[Input]
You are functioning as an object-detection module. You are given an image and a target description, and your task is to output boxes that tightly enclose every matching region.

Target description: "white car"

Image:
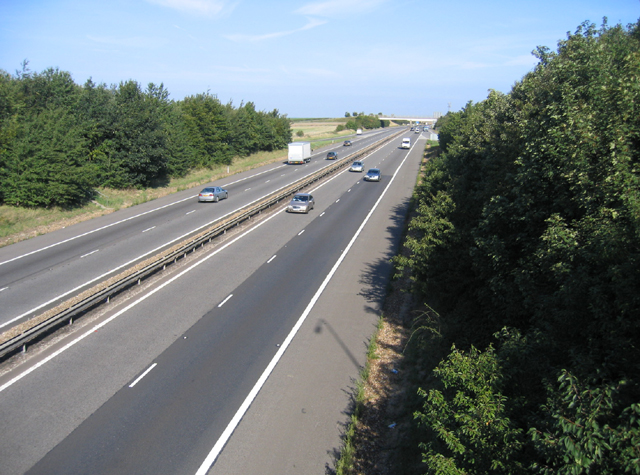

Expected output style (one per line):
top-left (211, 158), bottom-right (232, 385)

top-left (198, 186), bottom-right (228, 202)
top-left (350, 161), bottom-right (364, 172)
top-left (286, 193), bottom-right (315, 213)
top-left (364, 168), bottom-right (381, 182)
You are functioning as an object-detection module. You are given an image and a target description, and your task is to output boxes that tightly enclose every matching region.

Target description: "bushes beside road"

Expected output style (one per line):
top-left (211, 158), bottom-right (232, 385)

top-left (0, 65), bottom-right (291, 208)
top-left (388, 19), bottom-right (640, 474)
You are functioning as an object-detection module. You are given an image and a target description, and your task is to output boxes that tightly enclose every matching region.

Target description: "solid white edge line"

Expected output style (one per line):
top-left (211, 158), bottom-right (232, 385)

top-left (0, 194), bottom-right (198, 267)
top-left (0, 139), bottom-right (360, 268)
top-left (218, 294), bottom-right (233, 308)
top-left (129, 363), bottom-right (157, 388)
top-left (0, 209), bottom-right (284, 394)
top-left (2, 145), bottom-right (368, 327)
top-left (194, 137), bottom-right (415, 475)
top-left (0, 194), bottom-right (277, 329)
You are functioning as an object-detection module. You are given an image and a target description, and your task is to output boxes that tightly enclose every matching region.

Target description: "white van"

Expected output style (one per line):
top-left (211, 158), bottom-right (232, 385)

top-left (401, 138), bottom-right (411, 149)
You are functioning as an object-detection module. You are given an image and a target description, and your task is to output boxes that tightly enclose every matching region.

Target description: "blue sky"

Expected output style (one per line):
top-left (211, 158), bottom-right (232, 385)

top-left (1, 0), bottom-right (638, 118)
[/Input]
- _Exercise_:
The result should be an exact copy of the material, containing no pictures.

- _Exercise answer_:
You are functioning as an object-detection module. You are given an image and a target description, and your task is to output boxes that tightly enclose every matching region.

Target description: "white car"

Image:

Expected output style (one per line):
top-left (211, 158), bottom-right (232, 385)

top-left (198, 186), bottom-right (228, 202)
top-left (350, 161), bottom-right (364, 172)
top-left (286, 193), bottom-right (315, 213)
top-left (364, 168), bottom-right (381, 182)
You are functioning as an object-detection module. You are given an image and a target description, and your task is to output boxes that tightly enclose every matching region.

Target description: "bushes beside road"

Expected output style (one per line):
top-left (211, 158), bottom-right (232, 385)

top-left (0, 65), bottom-right (291, 208)
top-left (388, 19), bottom-right (640, 474)
You are functioning as an object-detection module. You are given an image and a target description, and your task is to output boxes that tightly enclose every matching region.

Target description: "solid white edge line"

Expected output style (one per line):
top-left (211, 158), bottom-right (232, 385)

top-left (0, 194), bottom-right (198, 267)
top-left (0, 139), bottom-right (360, 268)
top-left (218, 294), bottom-right (233, 308)
top-left (129, 363), bottom-right (157, 388)
top-left (0, 209), bottom-right (284, 394)
top-left (2, 145), bottom-right (368, 327)
top-left (194, 137), bottom-right (415, 475)
top-left (0, 194), bottom-right (277, 329)
You are functioning as an object-detection module. You are given an image and a target description, and your task is to output boxes that tightly enclose every matching region.

Target description: "white van"

Expected output style (one per line):
top-left (211, 158), bottom-right (232, 385)

top-left (401, 138), bottom-right (411, 149)
You are functioning as an object-detection module. You are given an image and a target description, and your task is to output boxes that tightly enclose every matching region.

Target description: "blue sky"

Expected output style (one per line):
top-left (211, 158), bottom-right (232, 385)

top-left (1, 0), bottom-right (638, 118)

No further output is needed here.